> [Referring expression pointing data]:
----------

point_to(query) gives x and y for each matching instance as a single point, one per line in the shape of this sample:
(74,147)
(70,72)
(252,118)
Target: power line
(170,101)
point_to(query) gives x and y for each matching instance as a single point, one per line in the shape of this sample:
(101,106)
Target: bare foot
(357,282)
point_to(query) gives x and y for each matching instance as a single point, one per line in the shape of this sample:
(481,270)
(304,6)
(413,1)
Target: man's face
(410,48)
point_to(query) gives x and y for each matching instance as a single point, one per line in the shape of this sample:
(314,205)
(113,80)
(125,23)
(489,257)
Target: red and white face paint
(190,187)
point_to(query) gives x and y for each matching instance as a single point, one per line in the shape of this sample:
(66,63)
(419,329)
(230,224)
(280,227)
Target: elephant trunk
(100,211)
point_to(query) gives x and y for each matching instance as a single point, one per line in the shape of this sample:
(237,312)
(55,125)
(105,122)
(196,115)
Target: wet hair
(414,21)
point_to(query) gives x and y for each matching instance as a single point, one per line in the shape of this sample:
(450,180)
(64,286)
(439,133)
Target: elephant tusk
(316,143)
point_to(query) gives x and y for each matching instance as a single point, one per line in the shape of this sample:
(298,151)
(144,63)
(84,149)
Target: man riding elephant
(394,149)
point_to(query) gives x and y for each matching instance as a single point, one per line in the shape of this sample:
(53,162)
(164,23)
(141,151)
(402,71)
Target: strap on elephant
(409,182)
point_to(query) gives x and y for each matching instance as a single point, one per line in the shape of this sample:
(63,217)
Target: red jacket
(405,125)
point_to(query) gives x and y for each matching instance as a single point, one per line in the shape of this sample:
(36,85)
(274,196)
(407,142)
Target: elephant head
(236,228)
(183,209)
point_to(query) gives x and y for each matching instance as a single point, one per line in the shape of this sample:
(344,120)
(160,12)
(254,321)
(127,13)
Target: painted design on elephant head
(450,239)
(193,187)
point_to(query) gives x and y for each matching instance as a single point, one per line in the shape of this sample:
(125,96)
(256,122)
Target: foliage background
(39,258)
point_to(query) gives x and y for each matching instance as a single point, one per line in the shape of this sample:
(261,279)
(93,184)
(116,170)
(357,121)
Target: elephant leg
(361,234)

----------

> [Task to complete]:
Write the data out once more. Keep every word the same.

> [Response area]:
point_to(query) gives x and y for each matching instance as a single point, one per line in the shape of this sample:
(74,147)
(70,72)
(252,118)
Target: power line
(170,101)
point_to(query) gives x and y for each matching instance as a single point, one per line in the shape of this sample:
(101,106)
Target: bare foot
(357,282)
point_to(query) gives x and y for each matching instance as a single point, one per line in the shape of this sample:
(481,270)
(304,6)
(413,1)
Target: man's face
(410,48)
point_to(query) gives x and y for each matching instance as a single point, one per line in the shape of this sample:
(314,205)
(113,80)
(125,23)
(489,257)
Target: red and white face paint
(190,187)
point_to(query) gives x and y for each matching instance as a single point, one per line in the shape of this sample:
(66,63)
(419,329)
(230,224)
(280,227)
Target: elephant trunk
(100,211)
point_to(query) gives x and y for each matching instance as a single point, one per line in the shape of this sample:
(237,312)
(55,125)
(105,122)
(196,115)
Target: wet hair
(414,21)
point_to(query) gives x and y for each matching instance as a single point, one per line in the shape of this sample:
(450,180)
(64,286)
(439,133)
Target: elephant tusk
(316,143)
point_to(query) gives x and y for each matching instance as a single point, one per line in the shape of this sample:
(298,151)
(144,63)
(84,149)
Target: man riding elephant
(394,149)
point_to(query) gives x and y for each matching instance as a single point, one per line in the shape of this sample:
(53,162)
(164,23)
(141,151)
(402,71)
Target: strap on elephant
(409,182)
point_to(query) gives x and y for each matching instance as a single point, one per line in the shape of this sample:
(63,217)
Target: red jacket
(405,125)
point_to(query) gives x and y for each matching instance as a single point, one per line in the shape of this sample:
(36,85)
(274,196)
(407,142)
Target: elephant head
(236,228)
(183,209)
point_to(query) gives x and y for each matching instance as a single point, one per line in the shape of this sample:
(344,120)
(160,12)
(254,321)
(127,13)
Target: painted design on elephant head
(450,239)
(193,187)
point_to(query) gives x and y for each matching instance as a single point, one per line in the shape of this sample:
(125,96)
(256,122)
Target: foliage background
(39,258)
point_to(query) gives x and y for each matching instance as a single point, one per line in the shape of this sample:
(261,279)
(93,184)
(116,170)
(357,121)
Target: elephant leg
(361,234)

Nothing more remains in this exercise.